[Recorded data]
....

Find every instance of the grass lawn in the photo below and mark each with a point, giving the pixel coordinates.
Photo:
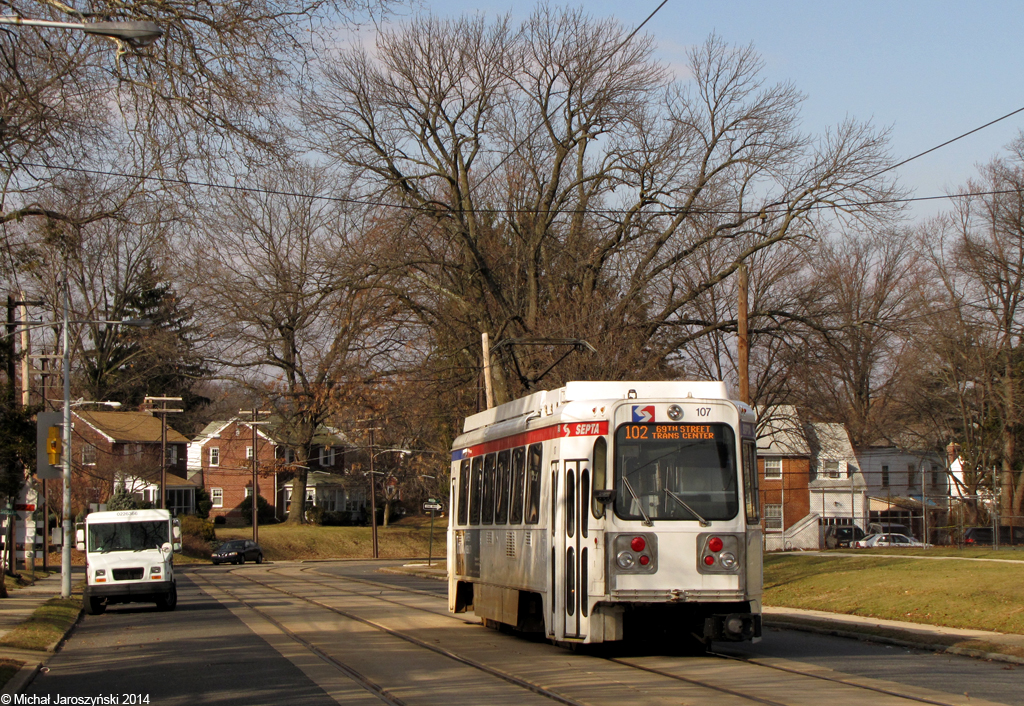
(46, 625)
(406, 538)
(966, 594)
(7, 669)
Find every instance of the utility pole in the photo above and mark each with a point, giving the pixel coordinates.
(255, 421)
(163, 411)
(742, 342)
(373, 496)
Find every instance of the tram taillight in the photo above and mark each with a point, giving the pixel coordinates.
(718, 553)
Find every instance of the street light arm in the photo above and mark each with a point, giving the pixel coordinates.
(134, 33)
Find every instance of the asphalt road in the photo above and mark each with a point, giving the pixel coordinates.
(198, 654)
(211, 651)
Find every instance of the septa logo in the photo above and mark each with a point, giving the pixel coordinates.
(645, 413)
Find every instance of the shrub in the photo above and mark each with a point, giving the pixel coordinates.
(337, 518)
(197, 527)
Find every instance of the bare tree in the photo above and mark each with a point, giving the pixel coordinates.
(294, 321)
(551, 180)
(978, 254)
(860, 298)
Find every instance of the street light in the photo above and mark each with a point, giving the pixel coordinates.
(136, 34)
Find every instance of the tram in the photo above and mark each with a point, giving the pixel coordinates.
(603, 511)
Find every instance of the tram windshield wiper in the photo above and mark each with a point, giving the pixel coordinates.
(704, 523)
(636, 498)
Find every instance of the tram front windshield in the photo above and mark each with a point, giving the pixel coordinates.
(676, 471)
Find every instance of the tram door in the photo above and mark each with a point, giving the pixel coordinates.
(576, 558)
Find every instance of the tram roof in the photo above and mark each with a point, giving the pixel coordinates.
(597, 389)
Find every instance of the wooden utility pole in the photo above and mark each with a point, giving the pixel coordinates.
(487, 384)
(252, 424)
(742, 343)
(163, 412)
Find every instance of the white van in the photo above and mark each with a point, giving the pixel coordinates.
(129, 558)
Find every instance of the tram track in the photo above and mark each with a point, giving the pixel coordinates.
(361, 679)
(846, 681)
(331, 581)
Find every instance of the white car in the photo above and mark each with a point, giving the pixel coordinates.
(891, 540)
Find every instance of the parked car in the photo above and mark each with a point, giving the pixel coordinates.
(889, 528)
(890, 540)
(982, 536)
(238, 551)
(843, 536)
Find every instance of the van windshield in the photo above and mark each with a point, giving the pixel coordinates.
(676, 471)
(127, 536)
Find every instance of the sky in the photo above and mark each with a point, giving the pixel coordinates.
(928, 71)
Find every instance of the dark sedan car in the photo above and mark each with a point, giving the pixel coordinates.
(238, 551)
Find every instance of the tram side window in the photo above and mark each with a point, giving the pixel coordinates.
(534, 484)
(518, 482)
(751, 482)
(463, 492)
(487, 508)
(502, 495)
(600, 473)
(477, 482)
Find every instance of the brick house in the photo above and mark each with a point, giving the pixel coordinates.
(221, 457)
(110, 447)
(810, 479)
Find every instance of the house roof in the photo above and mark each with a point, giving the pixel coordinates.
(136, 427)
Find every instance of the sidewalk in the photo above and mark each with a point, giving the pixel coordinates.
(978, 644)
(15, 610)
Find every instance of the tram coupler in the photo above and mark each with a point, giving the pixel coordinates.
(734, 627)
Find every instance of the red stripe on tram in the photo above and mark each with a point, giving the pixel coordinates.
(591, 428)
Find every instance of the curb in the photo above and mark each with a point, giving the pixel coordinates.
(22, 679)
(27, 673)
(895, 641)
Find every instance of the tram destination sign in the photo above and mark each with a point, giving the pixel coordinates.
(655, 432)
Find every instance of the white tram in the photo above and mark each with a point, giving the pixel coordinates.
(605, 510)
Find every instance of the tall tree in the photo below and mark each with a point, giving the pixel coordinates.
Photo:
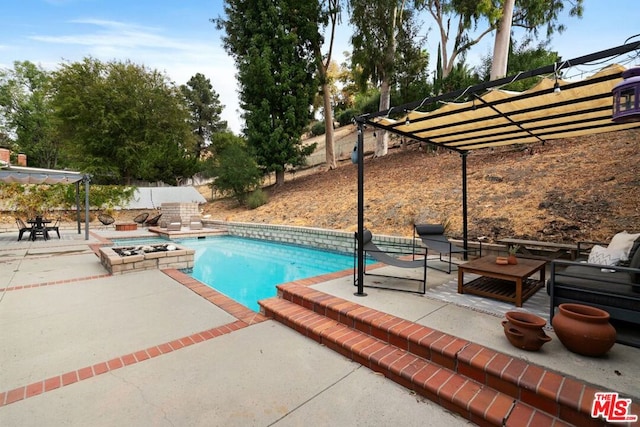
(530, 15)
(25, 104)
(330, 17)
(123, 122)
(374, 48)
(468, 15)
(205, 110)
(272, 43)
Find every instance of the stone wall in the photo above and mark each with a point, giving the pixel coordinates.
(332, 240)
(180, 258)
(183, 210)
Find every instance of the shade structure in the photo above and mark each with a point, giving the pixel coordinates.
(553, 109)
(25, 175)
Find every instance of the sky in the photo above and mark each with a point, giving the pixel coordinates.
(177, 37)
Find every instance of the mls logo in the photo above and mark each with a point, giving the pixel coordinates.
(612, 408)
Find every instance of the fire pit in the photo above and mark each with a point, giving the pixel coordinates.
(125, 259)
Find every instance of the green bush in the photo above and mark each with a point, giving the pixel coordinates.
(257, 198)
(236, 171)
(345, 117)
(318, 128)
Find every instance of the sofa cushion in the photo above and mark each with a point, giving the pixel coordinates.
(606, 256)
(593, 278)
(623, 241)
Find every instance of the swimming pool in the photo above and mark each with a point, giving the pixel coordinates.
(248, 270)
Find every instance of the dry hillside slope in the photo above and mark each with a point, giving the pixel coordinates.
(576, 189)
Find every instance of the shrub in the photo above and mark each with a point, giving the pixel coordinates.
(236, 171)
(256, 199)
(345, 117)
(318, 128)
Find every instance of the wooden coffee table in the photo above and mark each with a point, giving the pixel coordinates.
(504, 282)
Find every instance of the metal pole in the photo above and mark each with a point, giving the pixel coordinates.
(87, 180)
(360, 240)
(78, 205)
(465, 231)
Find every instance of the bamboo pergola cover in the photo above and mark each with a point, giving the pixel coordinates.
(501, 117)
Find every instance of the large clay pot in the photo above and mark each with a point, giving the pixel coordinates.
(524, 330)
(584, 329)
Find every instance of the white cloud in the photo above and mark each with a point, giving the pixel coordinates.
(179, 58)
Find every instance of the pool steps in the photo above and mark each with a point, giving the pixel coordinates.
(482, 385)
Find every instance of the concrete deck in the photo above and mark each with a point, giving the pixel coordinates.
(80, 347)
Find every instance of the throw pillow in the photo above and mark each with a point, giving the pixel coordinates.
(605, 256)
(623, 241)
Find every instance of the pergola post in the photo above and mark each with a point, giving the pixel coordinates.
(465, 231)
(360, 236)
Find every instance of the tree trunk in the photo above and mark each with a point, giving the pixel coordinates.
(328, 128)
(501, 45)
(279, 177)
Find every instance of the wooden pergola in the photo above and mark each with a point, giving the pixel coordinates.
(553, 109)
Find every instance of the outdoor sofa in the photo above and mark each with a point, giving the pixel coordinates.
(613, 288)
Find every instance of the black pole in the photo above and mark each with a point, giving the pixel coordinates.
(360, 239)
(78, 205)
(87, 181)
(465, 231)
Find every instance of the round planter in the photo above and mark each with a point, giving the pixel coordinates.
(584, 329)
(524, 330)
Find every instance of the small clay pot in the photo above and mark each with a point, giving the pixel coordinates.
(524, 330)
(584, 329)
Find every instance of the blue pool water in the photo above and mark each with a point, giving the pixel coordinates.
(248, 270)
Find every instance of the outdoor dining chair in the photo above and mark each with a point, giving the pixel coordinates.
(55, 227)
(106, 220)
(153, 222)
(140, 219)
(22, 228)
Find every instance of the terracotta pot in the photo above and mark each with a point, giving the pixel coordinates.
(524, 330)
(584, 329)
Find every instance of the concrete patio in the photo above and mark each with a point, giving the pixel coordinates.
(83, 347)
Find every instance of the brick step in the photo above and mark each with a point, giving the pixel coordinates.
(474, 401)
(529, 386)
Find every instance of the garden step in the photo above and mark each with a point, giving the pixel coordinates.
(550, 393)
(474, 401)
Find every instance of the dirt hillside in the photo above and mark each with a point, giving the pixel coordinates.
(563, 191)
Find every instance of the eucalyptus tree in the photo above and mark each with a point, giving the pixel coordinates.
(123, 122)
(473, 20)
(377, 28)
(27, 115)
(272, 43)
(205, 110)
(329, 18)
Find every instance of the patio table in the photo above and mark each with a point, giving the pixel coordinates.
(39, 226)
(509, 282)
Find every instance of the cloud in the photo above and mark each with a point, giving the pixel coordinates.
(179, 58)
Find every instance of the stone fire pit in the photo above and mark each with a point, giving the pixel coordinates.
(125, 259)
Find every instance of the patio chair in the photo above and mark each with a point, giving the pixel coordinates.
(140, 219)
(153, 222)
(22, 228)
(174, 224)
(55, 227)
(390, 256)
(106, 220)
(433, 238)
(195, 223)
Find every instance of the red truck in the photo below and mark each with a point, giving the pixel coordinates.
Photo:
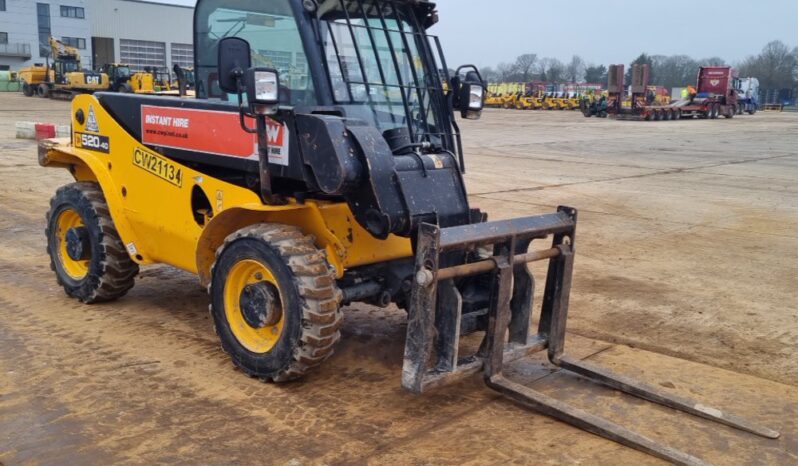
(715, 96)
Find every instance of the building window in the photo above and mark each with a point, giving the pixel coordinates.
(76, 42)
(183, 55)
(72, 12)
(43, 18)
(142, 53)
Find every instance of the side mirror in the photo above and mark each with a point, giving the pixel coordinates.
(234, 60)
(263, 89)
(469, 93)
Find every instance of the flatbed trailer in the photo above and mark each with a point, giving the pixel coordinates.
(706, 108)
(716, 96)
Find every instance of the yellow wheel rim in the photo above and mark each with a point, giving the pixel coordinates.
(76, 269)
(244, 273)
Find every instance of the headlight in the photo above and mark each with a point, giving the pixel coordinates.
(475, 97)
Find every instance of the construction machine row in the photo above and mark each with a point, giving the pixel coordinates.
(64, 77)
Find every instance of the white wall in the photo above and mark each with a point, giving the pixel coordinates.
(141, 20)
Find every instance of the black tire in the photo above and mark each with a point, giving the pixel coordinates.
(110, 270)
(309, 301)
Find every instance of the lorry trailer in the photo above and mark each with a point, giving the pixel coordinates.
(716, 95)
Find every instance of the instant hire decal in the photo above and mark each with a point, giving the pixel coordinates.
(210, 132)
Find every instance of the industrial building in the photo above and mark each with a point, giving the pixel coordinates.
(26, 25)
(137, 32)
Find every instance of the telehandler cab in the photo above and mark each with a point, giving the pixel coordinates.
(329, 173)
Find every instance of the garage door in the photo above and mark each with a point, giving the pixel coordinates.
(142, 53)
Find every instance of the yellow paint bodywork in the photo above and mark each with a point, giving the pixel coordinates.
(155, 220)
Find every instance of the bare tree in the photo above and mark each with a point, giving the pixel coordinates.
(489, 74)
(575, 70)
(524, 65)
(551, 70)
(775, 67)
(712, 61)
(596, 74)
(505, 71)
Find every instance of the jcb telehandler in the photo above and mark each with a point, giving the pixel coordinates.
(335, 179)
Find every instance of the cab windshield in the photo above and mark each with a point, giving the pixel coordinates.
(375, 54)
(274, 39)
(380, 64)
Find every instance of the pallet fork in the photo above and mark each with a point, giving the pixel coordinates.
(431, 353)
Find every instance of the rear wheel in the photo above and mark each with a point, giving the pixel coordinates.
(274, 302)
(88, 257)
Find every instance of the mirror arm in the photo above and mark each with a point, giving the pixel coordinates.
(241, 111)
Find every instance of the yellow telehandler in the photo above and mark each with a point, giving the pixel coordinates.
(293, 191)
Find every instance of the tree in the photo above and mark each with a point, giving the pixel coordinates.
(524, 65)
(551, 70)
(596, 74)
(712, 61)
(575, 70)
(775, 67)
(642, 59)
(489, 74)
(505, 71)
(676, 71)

....

**YOUR TASK:** Quote exactly and only the lines from the one holding "Find every instance of the jcb" through the end of the data.

**ANSWER TO THE PROBLEM:**
Find every instance of the jcb telehandler in the photo above and mark each with a point, giving the pixel coordinates.
(335, 179)
Find every instance of the cab windshield in the photo above and mark each with a point, giving the pixel coordinates.
(375, 54)
(274, 39)
(380, 64)
Find every instance of the pallet fork in the photo above and mark each with a point, giving the pixel coordinates.
(431, 353)
Find every instance of the rear wheel in the photo above and mark each with a point, giving the pixel coordinates.
(274, 302)
(88, 257)
Find every instance of the mirror arm in the photo above and mark each with a point, giving the pixel coordinates.
(241, 111)
Find every instance of the yellow telehandler in the photo above and mark each with a point, giving the pixel coordinates.
(293, 191)
Find every instance of the tree in the photo above and mark each with a point, giving the pixel coordinates.
(524, 65)
(551, 70)
(596, 74)
(712, 61)
(575, 70)
(775, 67)
(642, 59)
(489, 74)
(505, 71)
(676, 71)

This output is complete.